Dataset excerpt:
◆ ◆ ◆ ◆ ◆ ◆ ◆

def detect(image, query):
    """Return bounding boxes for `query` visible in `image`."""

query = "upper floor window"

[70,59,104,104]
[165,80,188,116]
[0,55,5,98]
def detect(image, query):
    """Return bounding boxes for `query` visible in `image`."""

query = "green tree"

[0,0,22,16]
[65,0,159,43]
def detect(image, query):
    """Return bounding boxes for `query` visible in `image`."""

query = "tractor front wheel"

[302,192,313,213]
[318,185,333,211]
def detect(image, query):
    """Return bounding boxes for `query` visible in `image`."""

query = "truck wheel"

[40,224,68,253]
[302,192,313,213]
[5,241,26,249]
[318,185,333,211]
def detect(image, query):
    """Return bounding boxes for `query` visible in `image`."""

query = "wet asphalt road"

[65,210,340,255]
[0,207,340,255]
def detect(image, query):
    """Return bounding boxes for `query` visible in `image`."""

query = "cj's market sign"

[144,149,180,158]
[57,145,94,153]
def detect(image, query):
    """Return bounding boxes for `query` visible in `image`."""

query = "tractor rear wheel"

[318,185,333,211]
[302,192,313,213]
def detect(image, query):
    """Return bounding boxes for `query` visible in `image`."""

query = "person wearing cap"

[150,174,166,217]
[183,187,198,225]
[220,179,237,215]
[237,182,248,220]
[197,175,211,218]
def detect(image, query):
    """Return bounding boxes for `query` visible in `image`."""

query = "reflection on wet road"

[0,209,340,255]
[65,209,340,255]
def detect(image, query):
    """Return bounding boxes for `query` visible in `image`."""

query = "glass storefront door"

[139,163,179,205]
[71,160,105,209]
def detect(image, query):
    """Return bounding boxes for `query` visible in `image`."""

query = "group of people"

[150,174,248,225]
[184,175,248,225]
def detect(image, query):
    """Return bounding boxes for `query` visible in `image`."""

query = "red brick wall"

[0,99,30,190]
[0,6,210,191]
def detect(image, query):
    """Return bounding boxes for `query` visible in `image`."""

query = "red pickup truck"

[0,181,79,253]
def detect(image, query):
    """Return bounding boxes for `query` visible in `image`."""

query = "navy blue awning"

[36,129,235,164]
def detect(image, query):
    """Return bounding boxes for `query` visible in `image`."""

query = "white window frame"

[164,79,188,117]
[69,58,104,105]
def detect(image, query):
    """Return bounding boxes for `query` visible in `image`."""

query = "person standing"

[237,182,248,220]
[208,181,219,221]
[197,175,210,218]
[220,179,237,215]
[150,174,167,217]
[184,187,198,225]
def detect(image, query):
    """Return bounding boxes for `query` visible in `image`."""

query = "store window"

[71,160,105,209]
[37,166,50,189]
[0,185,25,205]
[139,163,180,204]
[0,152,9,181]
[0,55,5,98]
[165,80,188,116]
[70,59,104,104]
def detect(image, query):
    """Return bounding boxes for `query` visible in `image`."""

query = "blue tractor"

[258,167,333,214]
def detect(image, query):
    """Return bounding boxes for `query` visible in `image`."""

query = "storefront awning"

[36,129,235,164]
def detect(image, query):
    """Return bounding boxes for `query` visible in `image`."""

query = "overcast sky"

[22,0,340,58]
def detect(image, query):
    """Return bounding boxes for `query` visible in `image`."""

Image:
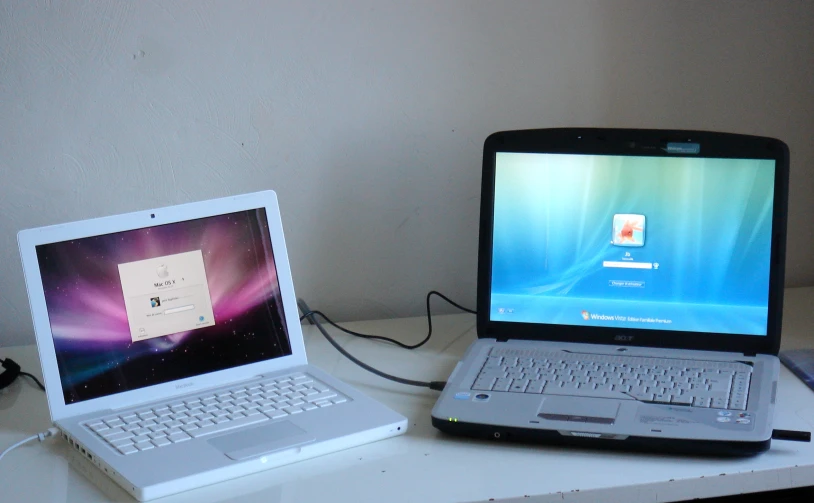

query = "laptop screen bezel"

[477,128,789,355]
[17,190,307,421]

◆ ◆ ◆ ◆ ◆ ◆ ◆

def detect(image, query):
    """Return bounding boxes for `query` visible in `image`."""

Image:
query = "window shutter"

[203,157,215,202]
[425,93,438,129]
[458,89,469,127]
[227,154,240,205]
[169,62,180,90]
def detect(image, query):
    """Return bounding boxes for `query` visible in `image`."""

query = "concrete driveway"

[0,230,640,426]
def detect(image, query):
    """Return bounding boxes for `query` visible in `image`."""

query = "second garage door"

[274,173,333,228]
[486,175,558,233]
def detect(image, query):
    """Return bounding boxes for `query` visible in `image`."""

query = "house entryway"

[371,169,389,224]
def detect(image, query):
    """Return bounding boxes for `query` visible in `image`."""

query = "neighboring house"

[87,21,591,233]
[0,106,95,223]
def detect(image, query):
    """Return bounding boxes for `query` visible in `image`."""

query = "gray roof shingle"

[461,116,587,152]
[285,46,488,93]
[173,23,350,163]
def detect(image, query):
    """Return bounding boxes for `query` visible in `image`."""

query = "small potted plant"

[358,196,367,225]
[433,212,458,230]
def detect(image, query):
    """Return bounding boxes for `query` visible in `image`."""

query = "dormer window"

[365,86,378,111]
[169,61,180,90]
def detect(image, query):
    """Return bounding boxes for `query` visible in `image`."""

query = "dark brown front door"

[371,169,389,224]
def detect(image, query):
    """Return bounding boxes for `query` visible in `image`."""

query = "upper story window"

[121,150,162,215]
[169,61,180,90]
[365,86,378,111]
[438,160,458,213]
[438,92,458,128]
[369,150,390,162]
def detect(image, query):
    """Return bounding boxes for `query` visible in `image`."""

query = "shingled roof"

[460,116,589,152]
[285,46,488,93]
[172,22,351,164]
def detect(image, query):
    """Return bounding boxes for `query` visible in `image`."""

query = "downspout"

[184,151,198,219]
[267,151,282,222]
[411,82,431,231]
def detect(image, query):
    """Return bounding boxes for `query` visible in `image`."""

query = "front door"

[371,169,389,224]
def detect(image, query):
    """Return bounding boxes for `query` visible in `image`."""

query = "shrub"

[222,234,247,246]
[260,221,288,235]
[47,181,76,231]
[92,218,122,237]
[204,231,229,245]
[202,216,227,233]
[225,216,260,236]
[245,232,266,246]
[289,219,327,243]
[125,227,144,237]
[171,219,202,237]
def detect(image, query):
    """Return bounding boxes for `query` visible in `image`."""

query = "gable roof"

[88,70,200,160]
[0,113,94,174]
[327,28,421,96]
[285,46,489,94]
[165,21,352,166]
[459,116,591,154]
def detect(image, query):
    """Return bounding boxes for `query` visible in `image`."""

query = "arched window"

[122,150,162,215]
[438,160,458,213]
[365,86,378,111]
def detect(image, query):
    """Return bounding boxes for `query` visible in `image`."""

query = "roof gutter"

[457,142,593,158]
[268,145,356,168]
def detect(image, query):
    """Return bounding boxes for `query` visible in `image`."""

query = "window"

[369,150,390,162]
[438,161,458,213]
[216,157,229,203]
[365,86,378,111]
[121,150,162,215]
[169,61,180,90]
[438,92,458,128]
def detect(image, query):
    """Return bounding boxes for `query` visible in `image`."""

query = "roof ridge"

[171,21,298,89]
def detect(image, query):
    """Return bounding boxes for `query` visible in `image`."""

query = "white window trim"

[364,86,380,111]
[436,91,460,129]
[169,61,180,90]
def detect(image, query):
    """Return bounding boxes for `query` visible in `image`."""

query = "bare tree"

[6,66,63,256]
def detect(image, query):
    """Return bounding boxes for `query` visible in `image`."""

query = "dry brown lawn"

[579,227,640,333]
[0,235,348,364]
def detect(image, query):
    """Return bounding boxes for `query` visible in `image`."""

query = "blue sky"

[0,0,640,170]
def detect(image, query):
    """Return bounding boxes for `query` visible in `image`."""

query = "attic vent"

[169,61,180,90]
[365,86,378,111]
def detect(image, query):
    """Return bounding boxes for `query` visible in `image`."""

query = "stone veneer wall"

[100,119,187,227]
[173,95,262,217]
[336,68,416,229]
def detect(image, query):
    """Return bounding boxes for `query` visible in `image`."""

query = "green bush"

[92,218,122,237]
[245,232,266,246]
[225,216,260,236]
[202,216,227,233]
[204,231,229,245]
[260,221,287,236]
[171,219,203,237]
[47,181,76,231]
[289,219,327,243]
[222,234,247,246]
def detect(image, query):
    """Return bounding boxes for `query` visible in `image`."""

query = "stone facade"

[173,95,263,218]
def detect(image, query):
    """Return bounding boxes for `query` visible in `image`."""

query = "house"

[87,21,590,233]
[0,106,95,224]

◆ ◆ ◆ ◆ ◆ ◆ ◆

# REQUIRED TASK:
Select every line in the material that includes the word "blue", matching case exactly, and copy each of those lines.

# EXERCISE RESPONSE:
query = "navy blue awning"
query = "blue tractor"
query = "blue sky"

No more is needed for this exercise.